----- TEXT PASSAGE -----
How to save your priority date at the EPO – the current state of play
15
Dec
2020
A post-CRISPR perspective

For the past ten years or so the question of whether the right to claim priority has been validly transferred has been raised on a fairly regular basis in contentious proceedings in Europe and particularly the EPO. The nature of the right to claim priority is set out in Article 4A(1) of the Paris Convention (which is mirrored in Article 87(1) of the European Patent Convention).

At its heart, the issue seems to be a very simple one: when filing a subsequent patent application (such as a PCT application) which is claiming priority from an earlier patent application (such as a US provisional application), the party which is the applicant for the subsequent application must be the same as or the successor in title to the party which was the applicant for the earlier application.

This article explains the main principles surrounding how priority rights are assessed in Europe and by the EPO in particular, using this year’s CRISPR case as a powerful example. We also briefly look at the EPO’s joint-applicants approach to rescue priority entitlement in certain situations that US applicants have frequently found themselves in. Finally we touch on a remedial approach which in some circumstances can be used to safeguard the right to claim priority.

The EPO’s CRISPR/Broad decision

The most important point to note upfront is that the issue of priority rights in Europe revolves around the applicant who was named on the priority application and the applicant who was named when the subsequent, priority-claiming application (such as a PCT) was filed. In Europe it’s all about the applicant.

The consequences of getting this wrong can be nothing short of catastrophic, as shown by the EPO’s widely-publicised CRISPR/Broad Institute decision earlier this year, in relation to which the Board of Appeal has recently clarified its reasoning.
-----
(WRITTEN REQUEST A) Summarize the article on saving a priority date at the EPO in two sentences.
(WRITTEN REQUEST B) Take up the article on saving a priority date at the EPO after its final sentence and write the paragraph that comes next.
The lines after this text play no part in the exercise.
----- GIVEN INFORMATION -----
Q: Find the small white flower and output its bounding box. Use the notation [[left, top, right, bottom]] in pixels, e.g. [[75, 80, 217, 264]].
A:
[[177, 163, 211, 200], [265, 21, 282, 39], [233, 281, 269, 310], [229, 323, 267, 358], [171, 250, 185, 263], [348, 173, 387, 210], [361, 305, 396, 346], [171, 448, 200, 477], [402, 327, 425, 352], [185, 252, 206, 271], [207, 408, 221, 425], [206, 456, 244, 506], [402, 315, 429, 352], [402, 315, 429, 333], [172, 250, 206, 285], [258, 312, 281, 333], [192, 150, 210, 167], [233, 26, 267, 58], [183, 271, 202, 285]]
-----
(FINAL RESULT A) For roughly ten years, whether the right to claim priority was validly transferred has come up regularly in contentious proceedings in Europe and at the EPO, and the applicant for the later application must be the same as, or the successor in title to, the applicant for the earlier one. In Europe the question turns on the applicants named on the two applications, and the EPO's CRISPR/Broad Institute decision showed that getting it wrong can be catastrophic.

(FINAL RESULT B)
The patent in question in the CRISPR/Broad case claimed priority to 12 US provisional applications. It turned out that not all of the applicants of these provisional applications (or their successors in title) were listed as applicants for the PCT. One of the missing applicants was Professor Luciano Marraffini of Rockefeller University. There was no evidence that Professor Marraffini had assigned his rights to the Broad Institute (or any of the other PCT applicants for that matter) before the filing date of the PCT application that resulted in the contested patent.

During first-instance opposition proceedings, the Opposition Division held that the priority claim was invalid. In line with well-established EPO case law, it stated that the decisive fact for a valid claim of priority is the formal status of the applicant, rather than the substantial entitlement to the subject matter of the first application. This decision was appealed, and the key question that the Board of Appeal had to grapple with was this:

“A and B are applicants for the priority application. A alone is the applicant of the subsequent application. Is the priority claim valid even without any assignment of priority right from B to A?”

The appellants (The Broad et al.) asserted that the answer to this question was “yes”, and the respondents said the answer was “no” (which is in line with many years of EPO case law).

The Appeal and where the Broad Institute went wrong

The Broad Institute’s argument was that EPO case law is not in line with the principles of the right to claim priority under Article 87 EPC and the Paris Convention, and the right to claim priority under Article 87 EPC should be interpreted according to national law.

During the appeal proceedings the EPO Board of Appeal considered the following:

  • whether entitlement to claim priority rights should be assessed by the EPO;
  • what the proper interpretation of “any person” in Article 87(1) EPC is; and
  • what the applicable law for interpreting “any person who has duly filed” is.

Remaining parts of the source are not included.